Location labeling records:
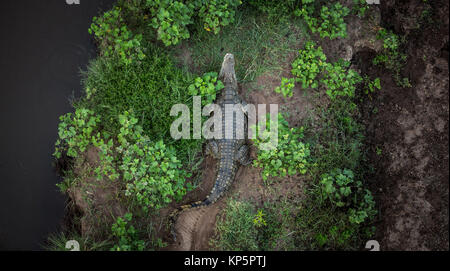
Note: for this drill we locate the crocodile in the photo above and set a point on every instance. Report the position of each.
(230, 152)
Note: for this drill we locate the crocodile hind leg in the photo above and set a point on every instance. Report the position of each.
(212, 148)
(243, 155)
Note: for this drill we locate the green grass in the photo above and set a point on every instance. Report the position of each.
(257, 42)
(147, 89)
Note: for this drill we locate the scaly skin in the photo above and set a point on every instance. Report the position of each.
(231, 153)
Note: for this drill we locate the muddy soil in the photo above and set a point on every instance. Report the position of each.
(407, 131)
(196, 227)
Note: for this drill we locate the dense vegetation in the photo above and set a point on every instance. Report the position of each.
(131, 86)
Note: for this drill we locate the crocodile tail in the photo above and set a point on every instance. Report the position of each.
(174, 215)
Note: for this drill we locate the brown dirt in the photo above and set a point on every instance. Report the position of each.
(196, 227)
(96, 200)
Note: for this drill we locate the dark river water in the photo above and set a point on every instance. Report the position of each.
(43, 46)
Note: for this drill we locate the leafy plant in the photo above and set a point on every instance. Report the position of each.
(339, 80)
(342, 190)
(289, 156)
(170, 18)
(391, 57)
(114, 37)
(151, 170)
(236, 230)
(126, 235)
(329, 23)
(275, 8)
(206, 86)
(337, 186)
(75, 132)
(371, 86)
(308, 65)
(360, 8)
(287, 84)
(259, 220)
(365, 209)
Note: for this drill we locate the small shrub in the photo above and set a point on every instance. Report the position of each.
(126, 235)
(337, 186)
(114, 37)
(151, 170)
(371, 86)
(290, 155)
(206, 86)
(287, 84)
(329, 23)
(339, 80)
(360, 8)
(259, 220)
(275, 8)
(391, 57)
(236, 230)
(342, 190)
(308, 65)
(75, 132)
(170, 18)
(216, 13)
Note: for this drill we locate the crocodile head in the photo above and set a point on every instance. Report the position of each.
(227, 74)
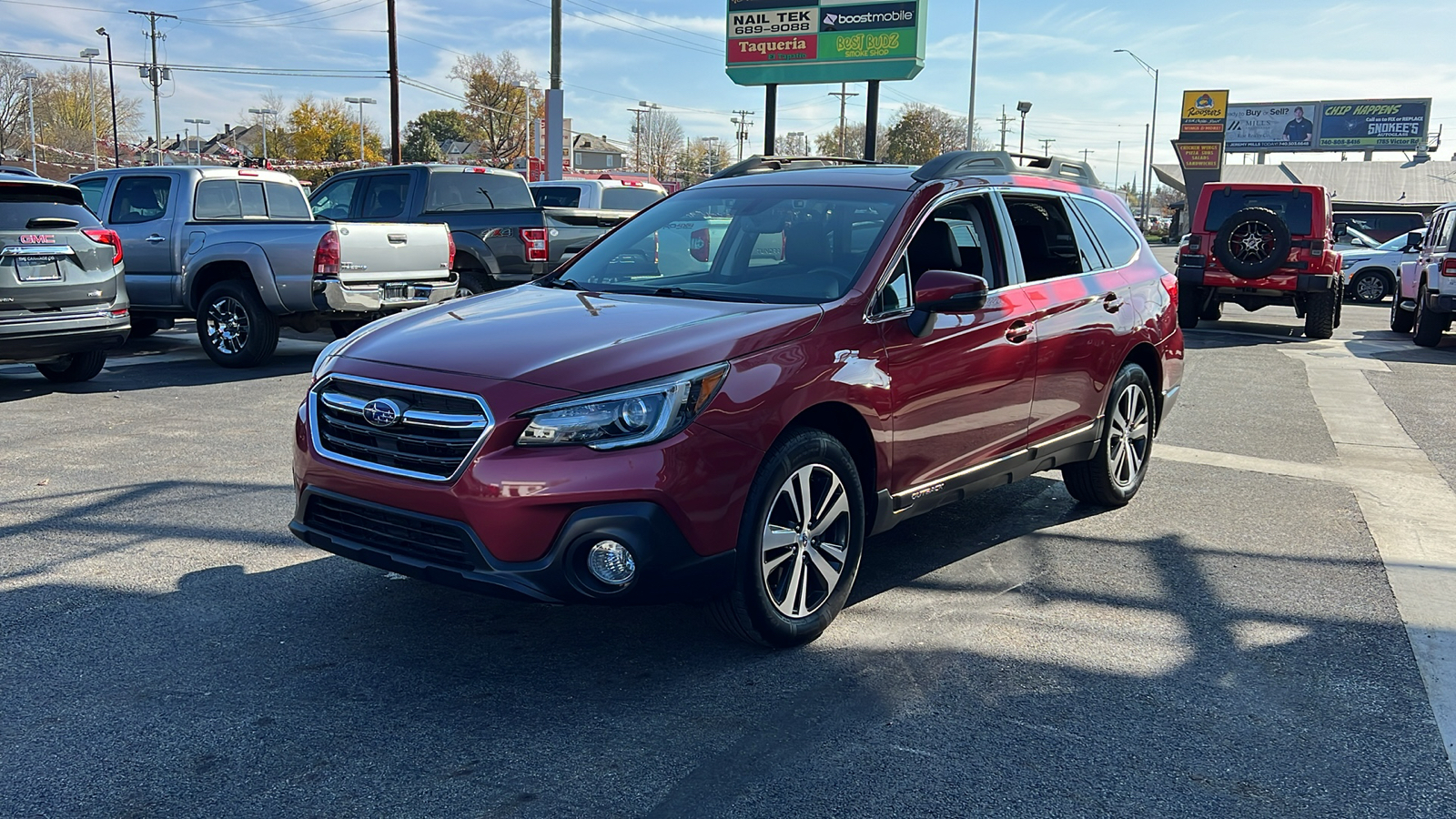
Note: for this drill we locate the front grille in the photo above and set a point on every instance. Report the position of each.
(392, 531)
(431, 438)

(EXERCISE DESCRIPTION):
Turn every line of the records above into a JSON list of strings, one string per line, with blank lines dropped. Leave the pictures out.

(WRITTEN ANSWER):
[
  "Note: for this drill we locate the crocodile in the photo above and set a point on every instance. Report the position of each.",
  "(230, 152)",
  "Note: for this drill we locate the crocodile hind leg in the photo above and set a point on every instance. Report the position of each.",
  "(212, 148)",
  "(243, 155)",
  "Note: for this drill we locate the green grass in the photo above and set a point on every instance. Report the position of each.",
  "(257, 42)",
  "(147, 89)",
  "Note: for this drill we locate the scaly skin in the photo above and set a point on every instance. Report the position of each.",
  "(231, 153)",
  "Note: for this drill we locate the muddy soil in the photo above and set a point on every instance. Report the position of each.",
  "(407, 131)",
  "(196, 227)",
  "Note: for this drill we locate the dense vegetation in the photo above and set a point on every instance. Report the position of each.",
  "(131, 86)",
  "Note: for this drill we locate the crocodile tail in the photo above and set a point on every instance. Report the position of each.",
  "(174, 215)",
  "Note: for this drill we locate the brown dirt in the photo above and set a point on every instance. Report the position of each.",
  "(196, 227)",
  "(96, 200)",
  "Note: for this drill we locate the dark river water in the photo above and set a point on every instance. Report the position of each.",
  "(43, 46)",
  "Note: for this drill we locate the leafy plant in the photo above and set a point on every instance. Report the position of each.",
  "(339, 80)",
  "(342, 190)",
  "(289, 156)",
  "(170, 18)",
  "(391, 57)",
  "(114, 37)",
  "(151, 170)",
  "(236, 230)",
  "(126, 235)",
  "(329, 23)",
  "(275, 8)",
  "(206, 86)",
  "(337, 186)",
  "(75, 132)",
  "(371, 86)",
  "(308, 65)",
  "(360, 8)",
  "(287, 84)",
  "(259, 220)",
  "(365, 209)",
  "Note: for this drill we locate the small shrub in the photo above and set a point on every instance. Report the position of each.",
  "(126, 235)",
  "(337, 186)",
  "(114, 37)",
  "(151, 170)",
  "(371, 86)",
  "(290, 155)",
  "(206, 86)",
  "(287, 84)",
  "(329, 23)",
  "(339, 80)",
  "(360, 8)",
  "(259, 220)",
  "(275, 8)",
  "(391, 57)",
  "(236, 230)",
  "(342, 190)",
  "(308, 65)",
  "(75, 132)",
  "(170, 18)",
  "(216, 13)",
  "Note: for this drill we locate the crocodile head in the photo above and set a point on every instance. Report the position of each.",
  "(227, 74)",
  "Note: for this drill we locate the front grille in the photo above and set a point on every instance. Report the position of each.",
  "(392, 531)",
  "(431, 438)"
]